[Task] Rewrite the lines below, changing every "welcome" to "appreciated" and keeping everything else the same.

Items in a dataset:
--- START ---
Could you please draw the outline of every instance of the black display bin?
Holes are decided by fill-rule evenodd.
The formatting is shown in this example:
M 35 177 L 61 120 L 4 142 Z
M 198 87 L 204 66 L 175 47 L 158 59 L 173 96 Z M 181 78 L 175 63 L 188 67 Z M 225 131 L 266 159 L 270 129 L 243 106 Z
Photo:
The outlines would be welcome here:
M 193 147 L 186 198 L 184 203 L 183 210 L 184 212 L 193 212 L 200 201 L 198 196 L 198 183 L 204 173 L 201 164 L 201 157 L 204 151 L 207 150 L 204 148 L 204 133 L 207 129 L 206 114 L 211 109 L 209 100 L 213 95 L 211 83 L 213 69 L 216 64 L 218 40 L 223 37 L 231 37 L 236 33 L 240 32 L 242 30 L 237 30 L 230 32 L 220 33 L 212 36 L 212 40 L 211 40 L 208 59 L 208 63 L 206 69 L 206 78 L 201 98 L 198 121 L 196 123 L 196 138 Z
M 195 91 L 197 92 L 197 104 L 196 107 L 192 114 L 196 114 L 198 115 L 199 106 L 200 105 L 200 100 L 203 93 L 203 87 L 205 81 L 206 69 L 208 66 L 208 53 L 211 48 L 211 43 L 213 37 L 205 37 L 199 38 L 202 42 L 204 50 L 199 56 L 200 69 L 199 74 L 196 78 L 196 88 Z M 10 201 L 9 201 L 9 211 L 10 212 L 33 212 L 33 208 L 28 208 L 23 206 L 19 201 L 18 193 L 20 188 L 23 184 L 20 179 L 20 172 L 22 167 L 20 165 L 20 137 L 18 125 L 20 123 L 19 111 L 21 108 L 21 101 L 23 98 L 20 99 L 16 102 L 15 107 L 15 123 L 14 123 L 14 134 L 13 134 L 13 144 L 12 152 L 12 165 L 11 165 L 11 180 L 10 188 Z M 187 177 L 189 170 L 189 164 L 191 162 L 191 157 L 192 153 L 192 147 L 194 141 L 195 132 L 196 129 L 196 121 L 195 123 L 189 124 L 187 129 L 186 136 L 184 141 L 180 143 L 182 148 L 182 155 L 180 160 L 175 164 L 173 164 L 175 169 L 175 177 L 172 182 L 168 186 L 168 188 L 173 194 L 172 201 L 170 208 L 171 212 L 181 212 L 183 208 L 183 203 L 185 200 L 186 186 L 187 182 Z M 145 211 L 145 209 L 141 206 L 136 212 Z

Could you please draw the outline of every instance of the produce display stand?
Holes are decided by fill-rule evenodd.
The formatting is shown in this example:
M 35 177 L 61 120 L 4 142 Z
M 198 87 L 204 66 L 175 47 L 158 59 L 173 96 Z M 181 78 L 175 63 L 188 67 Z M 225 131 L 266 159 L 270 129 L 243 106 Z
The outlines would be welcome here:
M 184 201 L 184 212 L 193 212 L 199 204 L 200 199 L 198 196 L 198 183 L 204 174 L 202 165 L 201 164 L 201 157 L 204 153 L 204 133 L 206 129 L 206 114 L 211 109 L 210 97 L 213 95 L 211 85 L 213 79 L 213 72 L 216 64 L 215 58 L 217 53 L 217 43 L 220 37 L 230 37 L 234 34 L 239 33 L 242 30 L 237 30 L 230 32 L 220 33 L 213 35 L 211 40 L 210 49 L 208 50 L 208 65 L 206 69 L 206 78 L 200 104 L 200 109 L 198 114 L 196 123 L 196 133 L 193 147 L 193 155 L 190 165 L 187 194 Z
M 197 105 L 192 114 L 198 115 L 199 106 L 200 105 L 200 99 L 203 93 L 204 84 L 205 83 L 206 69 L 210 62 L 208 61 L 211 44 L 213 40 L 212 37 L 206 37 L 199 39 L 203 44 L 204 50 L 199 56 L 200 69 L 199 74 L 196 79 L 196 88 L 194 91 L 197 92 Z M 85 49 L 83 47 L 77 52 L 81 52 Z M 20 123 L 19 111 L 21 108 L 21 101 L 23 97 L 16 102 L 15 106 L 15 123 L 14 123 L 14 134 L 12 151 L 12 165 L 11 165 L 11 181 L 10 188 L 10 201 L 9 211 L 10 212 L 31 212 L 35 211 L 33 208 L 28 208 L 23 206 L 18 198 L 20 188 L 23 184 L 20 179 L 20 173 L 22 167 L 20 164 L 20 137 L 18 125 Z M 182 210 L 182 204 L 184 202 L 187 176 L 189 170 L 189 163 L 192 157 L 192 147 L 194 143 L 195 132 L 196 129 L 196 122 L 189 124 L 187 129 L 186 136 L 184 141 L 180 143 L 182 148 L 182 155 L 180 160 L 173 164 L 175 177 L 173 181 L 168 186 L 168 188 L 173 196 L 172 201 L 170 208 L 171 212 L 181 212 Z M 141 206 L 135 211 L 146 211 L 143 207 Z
--- END ---
[Solution for this task]
Could you please draw the outline of every instance of the black display bin?
Holes are decided by fill-rule evenodd.
The formatting is shown in this example:
M 35 177 L 61 120 L 4 142 Z
M 198 87 L 204 66 L 175 47 L 158 59 L 173 96 Z M 181 78 L 175 63 L 188 67 Z M 225 131 L 266 159 L 270 129 L 243 106 Z
Photo:
The outlines would be appreciated here:
M 193 147 L 186 198 L 184 203 L 183 210 L 184 212 L 193 212 L 200 201 L 198 196 L 198 183 L 204 173 L 201 164 L 201 157 L 204 151 L 207 150 L 204 148 L 204 133 L 207 129 L 206 114 L 211 109 L 209 100 L 213 95 L 211 83 L 213 69 L 216 64 L 218 40 L 223 37 L 231 37 L 236 33 L 240 32 L 242 30 L 237 30 L 230 32 L 220 33 L 212 36 L 212 40 L 211 40 L 208 59 L 208 63 L 206 69 L 206 78 L 201 98 L 198 121 L 196 123 L 196 138 Z
M 195 91 L 197 92 L 197 104 L 196 107 L 192 114 L 196 114 L 198 115 L 199 106 L 200 105 L 200 100 L 203 93 L 203 87 L 205 81 L 206 69 L 208 66 L 208 53 L 211 48 L 211 43 L 213 37 L 205 37 L 199 38 L 202 42 L 204 50 L 199 56 L 200 69 L 199 74 L 196 78 L 196 88 Z M 10 201 L 9 201 L 9 211 L 10 212 L 33 212 L 33 208 L 28 208 L 23 206 L 19 201 L 18 193 L 20 188 L 23 184 L 20 179 L 20 172 L 22 167 L 20 165 L 20 137 L 18 125 L 20 123 L 19 111 L 21 108 L 21 101 L 23 98 L 20 99 L 16 102 L 15 107 L 15 123 L 14 123 L 14 134 L 13 134 L 13 144 L 12 152 L 12 165 L 11 165 L 11 180 L 10 188 Z M 187 177 L 189 170 L 189 164 L 191 162 L 191 157 L 192 153 L 192 147 L 194 141 L 195 132 L 196 129 L 196 121 L 195 123 L 189 124 L 187 129 L 186 136 L 184 141 L 180 143 L 182 148 L 182 155 L 180 160 L 175 164 L 173 164 L 175 169 L 175 177 L 172 182 L 168 186 L 168 188 L 173 194 L 172 201 L 170 208 L 171 212 L 181 212 L 183 208 L 183 203 L 185 200 L 186 186 L 187 182 Z M 145 211 L 145 209 L 141 206 L 136 212 Z

Could you please draw the outline of every instance of the produce display stand?
Holes are decided by fill-rule evenodd.
The formatting is shown in this example:
M 35 177 L 61 120 L 4 142 Z
M 198 87 L 204 66 L 175 47 L 158 59 L 173 96 Z M 181 78 L 175 63 L 188 67 Z M 225 131 L 266 159 L 270 129 L 243 106 Z
The outlines would be appreciated here:
M 184 201 L 184 212 L 193 212 L 199 204 L 200 199 L 198 196 L 198 183 L 204 174 L 202 165 L 201 164 L 201 157 L 204 153 L 204 133 L 206 129 L 206 114 L 211 109 L 210 97 L 213 95 L 211 85 L 213 79 L 213 72 L 216 64 L 215 58 L 217 53 L 217 43 L 220 37 L 230 37 L 234 34 L 239 33 L 242 30 L 237 30 L 230 32 L 220 33 L 213 35 L 211 40 L 210 49 L 208 50 L 208 65 L 206 69 L 206 78 L 200 104 L 200 109 L 198 114 L 196 123 L 196 133 L 193 147 L 193 155 L 190 165 L 187 194 Z
M 197 105 L 192 114 L 198 115 L 199 106 L 200 105 L 200 99 L 203 93 L 204 84 L 205 83 L 206 69 L 210 62 L 208 61 L 211 44 L 213 40 L 212 37 L 206 37 L 199 39 L 203 44 L 204 50 L 199 56 L 200 69 L 199 74 L 196 79 L 196 88 L 194 91 L 197 92 Z M 85 49 L 83 47 L 77 52 L 81 52 Z M 20 123 L 19 111 L 21 108 L 21 101 L 23 97 L 16 102 L 15 106 L 15 123 L 14 123 L 14 134 L 12 151 L 12 165 L 11 165 L 11 181 L 10 188 L 10 201 L 9 211 L 10 212 L 31 212 L 35 211 L 33 208 L 28 208 L 23 206 L 18 198 L 20 188 L 23 184 L 20 179 L 20 173 L 22 167 L 20 164 L 20 137 L 18 125 Z M 182 210 L 182 204 L 184 202 L 187 176 L 189 170 L 189 163 L 192 157 L 192 147 L 194 143 L 195 132 L 196 129 L 196 122 L 189 124 L 187 129 L 186 136 L 184 141 L 180 143 L 182 148 L 182 155 L 180 160 L 173 164 L 175 177 L 173 181 L 168 186 L 168 188 L 173 196 L 172 201 L 170 208 L 171 212 L 181 212 Z M 141 206 L 135 211 L 146 211 L 143 207 Z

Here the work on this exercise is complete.